> [WHAT IS REQUIRED]: Render the following lines as a numbered list, omitting blank lines.

> [PROVIDED INFORMATION]:
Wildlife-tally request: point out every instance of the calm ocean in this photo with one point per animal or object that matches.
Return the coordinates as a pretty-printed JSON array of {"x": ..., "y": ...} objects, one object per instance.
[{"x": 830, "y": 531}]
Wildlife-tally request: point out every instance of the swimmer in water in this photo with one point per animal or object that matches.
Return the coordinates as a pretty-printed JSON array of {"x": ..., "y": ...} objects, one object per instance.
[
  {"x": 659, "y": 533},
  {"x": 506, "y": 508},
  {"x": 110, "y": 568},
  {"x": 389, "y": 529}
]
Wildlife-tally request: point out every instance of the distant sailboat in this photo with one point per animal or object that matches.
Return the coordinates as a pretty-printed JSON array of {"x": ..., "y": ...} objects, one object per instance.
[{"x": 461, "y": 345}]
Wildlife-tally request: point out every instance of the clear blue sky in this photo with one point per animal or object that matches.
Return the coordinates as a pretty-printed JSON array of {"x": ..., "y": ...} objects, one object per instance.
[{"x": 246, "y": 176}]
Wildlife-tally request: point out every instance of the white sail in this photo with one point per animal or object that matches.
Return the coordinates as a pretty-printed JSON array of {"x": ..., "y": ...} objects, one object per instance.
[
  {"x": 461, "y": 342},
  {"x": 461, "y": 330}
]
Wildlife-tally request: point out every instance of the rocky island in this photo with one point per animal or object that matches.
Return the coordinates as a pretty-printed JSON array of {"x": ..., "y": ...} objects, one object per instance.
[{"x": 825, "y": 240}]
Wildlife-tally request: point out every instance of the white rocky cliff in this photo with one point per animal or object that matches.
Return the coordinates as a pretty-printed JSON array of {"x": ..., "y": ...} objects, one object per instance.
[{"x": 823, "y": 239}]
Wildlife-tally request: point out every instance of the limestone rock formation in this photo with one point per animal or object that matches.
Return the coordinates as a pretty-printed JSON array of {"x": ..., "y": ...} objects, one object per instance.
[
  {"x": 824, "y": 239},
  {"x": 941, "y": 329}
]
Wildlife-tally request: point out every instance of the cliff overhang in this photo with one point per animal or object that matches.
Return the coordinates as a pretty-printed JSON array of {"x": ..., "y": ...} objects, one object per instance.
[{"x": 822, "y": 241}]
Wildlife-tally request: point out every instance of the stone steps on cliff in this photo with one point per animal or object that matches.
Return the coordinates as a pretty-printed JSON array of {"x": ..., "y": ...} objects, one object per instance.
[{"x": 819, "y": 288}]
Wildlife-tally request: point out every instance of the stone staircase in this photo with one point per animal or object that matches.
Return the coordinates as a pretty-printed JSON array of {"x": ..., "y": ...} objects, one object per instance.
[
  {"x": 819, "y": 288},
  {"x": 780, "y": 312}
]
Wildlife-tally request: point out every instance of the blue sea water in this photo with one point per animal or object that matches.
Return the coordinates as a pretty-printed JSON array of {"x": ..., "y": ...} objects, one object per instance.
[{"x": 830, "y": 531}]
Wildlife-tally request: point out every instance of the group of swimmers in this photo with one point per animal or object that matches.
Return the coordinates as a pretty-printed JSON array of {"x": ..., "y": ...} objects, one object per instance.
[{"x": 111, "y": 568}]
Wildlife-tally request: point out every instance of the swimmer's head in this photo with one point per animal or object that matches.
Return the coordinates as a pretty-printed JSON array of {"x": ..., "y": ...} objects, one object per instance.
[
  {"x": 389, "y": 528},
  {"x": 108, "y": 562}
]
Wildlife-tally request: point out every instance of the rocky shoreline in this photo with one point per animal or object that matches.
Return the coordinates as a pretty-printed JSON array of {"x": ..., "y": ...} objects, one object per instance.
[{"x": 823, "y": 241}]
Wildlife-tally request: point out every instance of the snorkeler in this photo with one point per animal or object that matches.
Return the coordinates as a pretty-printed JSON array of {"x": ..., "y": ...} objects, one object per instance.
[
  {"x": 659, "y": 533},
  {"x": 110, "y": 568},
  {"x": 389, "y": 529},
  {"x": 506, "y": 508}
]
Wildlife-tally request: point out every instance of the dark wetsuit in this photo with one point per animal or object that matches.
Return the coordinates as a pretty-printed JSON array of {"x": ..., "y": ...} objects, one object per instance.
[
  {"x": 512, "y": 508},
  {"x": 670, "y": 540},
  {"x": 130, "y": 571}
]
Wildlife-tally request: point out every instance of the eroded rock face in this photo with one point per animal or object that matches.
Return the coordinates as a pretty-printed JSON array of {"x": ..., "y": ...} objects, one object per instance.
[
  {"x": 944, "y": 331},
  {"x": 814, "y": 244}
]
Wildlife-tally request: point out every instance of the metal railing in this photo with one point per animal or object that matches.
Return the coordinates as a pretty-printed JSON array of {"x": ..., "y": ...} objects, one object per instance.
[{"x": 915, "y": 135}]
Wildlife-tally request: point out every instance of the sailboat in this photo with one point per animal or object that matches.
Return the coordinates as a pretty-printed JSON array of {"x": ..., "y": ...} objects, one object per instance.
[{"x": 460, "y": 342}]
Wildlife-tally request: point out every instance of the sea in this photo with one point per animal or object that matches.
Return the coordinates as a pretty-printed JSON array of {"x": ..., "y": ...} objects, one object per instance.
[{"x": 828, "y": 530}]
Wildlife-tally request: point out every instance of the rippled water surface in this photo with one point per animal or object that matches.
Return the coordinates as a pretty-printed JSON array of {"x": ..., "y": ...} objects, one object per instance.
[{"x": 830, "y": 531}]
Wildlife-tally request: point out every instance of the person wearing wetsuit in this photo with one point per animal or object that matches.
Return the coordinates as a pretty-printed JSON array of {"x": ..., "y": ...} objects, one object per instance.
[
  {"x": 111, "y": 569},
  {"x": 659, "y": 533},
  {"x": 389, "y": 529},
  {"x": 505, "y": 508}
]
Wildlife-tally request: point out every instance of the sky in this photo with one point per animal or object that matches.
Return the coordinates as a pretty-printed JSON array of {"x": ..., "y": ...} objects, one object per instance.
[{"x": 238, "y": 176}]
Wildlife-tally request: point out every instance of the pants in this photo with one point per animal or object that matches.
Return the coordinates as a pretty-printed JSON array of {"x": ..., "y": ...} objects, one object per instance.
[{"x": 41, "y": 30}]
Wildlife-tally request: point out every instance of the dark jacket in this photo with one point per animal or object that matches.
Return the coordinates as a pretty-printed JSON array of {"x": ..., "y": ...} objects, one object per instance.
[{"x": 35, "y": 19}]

> [PROBLEM SOLUTION]:
1. Wildlife-tally request: point out every instance of the calm ocean in this photo with one point per animal or object that matches.
2. Return the coordinates as a pretty-printed JSON array of {"x": ..., "y": ...} objects, one object per instance.
3. [{"x": 830, "y": 531}]
4. Wildlife-tally request: point out every instance of the swimmer in water in this photo with one point per animal or object that matches.
5. Return the coordinates as a pretty-printed JSON array of {"x": ..., "y": ...} objects, one object per instance.
6. [
7.   {"x": 659, "y": 533},
8.   {"x": 506, "y": 508},
9.   {"x": 110, "y": 568},
10.   {"x": 389, "y": 529}
11. ]
12. Wildlife-tally request: point out every instance of the distant sailboat in this photo with one point per animal or object that matches.
13. Return the coordinates as a pretty-printed JSON array of {"x": ..., "y": ...} objects, one object per instance.
14. [{"x": 461, "y": 345}]
15. Wildlife-tally request: point out every instance of the clear blue sky in this photo with one point per animal or object that matches.
16. Return the coordinates as a pretty-printed JSON array of {"x": ..., "y": ...} objects, one object per instance.
17. [{"x": 246, "y": 176}]
18. Wildlife-tally request: point out every instance of the white sail in this photo with one point per animal or object that matches.
19. Return the coordinates as a pretty-printed JSON array of {"x": ..., "y": ...} objects, one object per instance.
20. [
21.   {"x": 461, "y": 342},
22.   {"x": 461, "y": 330}
23. ]
24. Wildlife-tally request: point out every instance of the rocky island in this photo with one point per animal or object that matches.
25. Return the coordinates as a pretty-printed JSON array of {"x": ..., "y": ...} objects, one object per instance.
26. [{"x": 825, "y": 240}]
27. Wildlife-tally request: point out every instance of the white rocky cliff in this photo with one point per animal or object that matches.
28. Return the coordinates as a pretty-printed JSON array of {"x": ..., "y": ...} objects, one object per instance.
29. [{"x": 823, "y": 239}]
30. Wildlife-tally request: point out every instance of the limestone rock formation in this photo with one point per animal or object that matches.
31. Return the coordinates as a pretty-printed JSON array of {"x": ..., "y": ...} objects, one object per instance.
32. [
33.   {"x": 824, "y": 239},
34.   {"x": 941, "y": 329}
35. ]
36. Wildlife-tally request: point out every instance of the cliff overhang in this photo with one point per animal or object that matches.
37. Return the coordinates as a pretty-printed JSON array of {"x": ..., "y": ...} objects, one object per instance.
38. [{"x": 822, "y": 241}]
39. Wildlife-tally request: point out every instance of the stone steps on cliff in this photo with one point per animal or object that matches.
40. Return the coordinates as a pretty-printed JSON array of {"x": ..., "y": ...} objects, one object per instance.
41. [{"x": 819, "y": 288}]
42. Wildlife-tally request: point out every instance of the stone staircase in this photo with one point per animal or object that matches.
43. Return the coordinates as a pretty-printed JSON array of {"x": ..., "y": ...} objects, one object per instance.
44. [
45.   {"x": 819, "y": 288},
46.   {"x": 780, "y": 312}
47. ]
48. Wildlife-tally request: point out every instance of the blue sea water in this photo with one point per animal or object that matches.
49. Return the coordinates as a pretty-printed JSON array of {"x": ..., "y": ...} objects, one object per instance.
50. [{"x": 830, "y": 531}]
51. Wildlife-tally request: point out every instance of the group of swimmers in this photo with one point per animal or object that matches.
52. Return the coordinates as a pretty-printed JSON array of {"x": ..., "y": ...} objects, one object per instance.
53. [{"x": 111, "y": 568}]
54. Wildlife-tally request: point out every instance of the swimmer's head in this photo with one point per animal or object that matches.
55. Return the coordinates as a pretty-printed JSON array of {"x": ..., "y": ...} objects, one object per instance.
56. [
57.   {"x": 389, "y": 528},
58.   {"x": 108, "y": 562}
59. ]
60. Wildlife-tally request: point out every instance of the rocky shoreline in this photo with one point per animal or object that matches.
61. Return the coordinates as a pretty-printed JSON array of {"x": ..., "y": ...} objects, one object per instance.
62. [{"x": 823, "y": 241}]
63. Wildlife-tally request: point out every instance of the snorkeler in this photo with one point per animal or object that matches.
64. Return the coordinates as a pretty-printed JSON array of {"x": ..., "y": ...} objects, one object per instance.
65. [
66.   {"x": 659, "y": 533},
67.   {"x": 110, "y": 568},
68.   {"x": 389, "y": 529},
69.   {"x": 506, "y": 508}
70. ]
71. Wildlife-tally request: point out every instance of the dark wetsuit in this photo with one point per animal or object that matches.
72. Return the coordinates as a pretty-printed JSON array of {"x": ..., "y": ...} objects, one object per instance.
73. [
74.   {"x": 512, "y": 508},
75.   {"x": 670, "y": 540},
76.   {"x": 130, "y": 571}
77. ]
78. Wildlife-tally request: point out every instance of the eroded rock face in this photo with one point per animal or object that matches.
79. Return the coordinates as a pretty-printed JSON array of {"x": ..., "y": ...} objects, one object per instance.
80. [
81.   {"x": 944, "y": 331},
82.   {"x": 814, "y": 244}
83. ]
84. Wildlife-tally request: point out every instance of the metal railing in this photo with one point per animal or object that matches.
85. Return the coordinates as a pretty-printed JSON array of {"x": ..., "y": ...} objects, one object per instance.
86. [{"x": 915, "y": 135}]
87. Wildlife-tally request: point out every instance of the sailboat in this photo with one point per animal or object that matches.
88. Return the coordinates as a pretty-printed JSON array of {"x": ..., "y": ...} objects, one object per instance.
89. [{"x": 460, "y": 342}]
90. Wildlife-tally request: point out every instance of the sea in this photo with one point per animal or object that matches.
91. Return the coordinates as a pretty-printed JSON array of {"x": ..., "y": ...} objects, one object per instance.
92. [{"x": 828, "y": 530}]
93. Wildlife-tally request: point out every instance of the rippled water surface in this photo with one point per animal or object that matches.
94. Return the coordinates as a pretty-printed JSON array of {"x": ..., "y": ...} objects, one object per instance.
95. [{"x": 830, "y": 531}]
96. Wildlife-tally request: point out every instance of the person wearing wetsuit in this photo with one point per animal or object that matches.
97. Return the coordinates as a pretty-printed JSON array of {"x": ..., "y": ...} objects, one object per instance.
98. [
99.   {"x": 111, "y": 569},
100.   {"x": 659, "y": 533},
101.   {"x": 389, "y": 529},
102.   {"x": 505, "y": 508}
103. ]
104. Wildlife-tally request: point out every instance of the sky in this photo with one point per animal or object that matches.
105. Return the coordinates as a pretty-printed JSON array of {"x": ..., "y": ...} objects, one object per instance.
106. [{"x": 238, "y": 176}]
107. Wildlife-tally request: point out every instance of the pants in this photo with one point per animal or object that matches.
108. Return the coordinates as a pretty-printed JSON array of {"x": ..., "y": ...} objects, one object per instance.
109. [{"x": 41, "y": 30}]
110. Wildlife-tally request: point out every instance of the dark jacket in this photo with one point per animal or object that matches.
111. Return the coordinates as a pretty-printed JSON array of {"x": ..., "y": ...} objects, one object per instance.
112. [{"x": 35, "y": 19}]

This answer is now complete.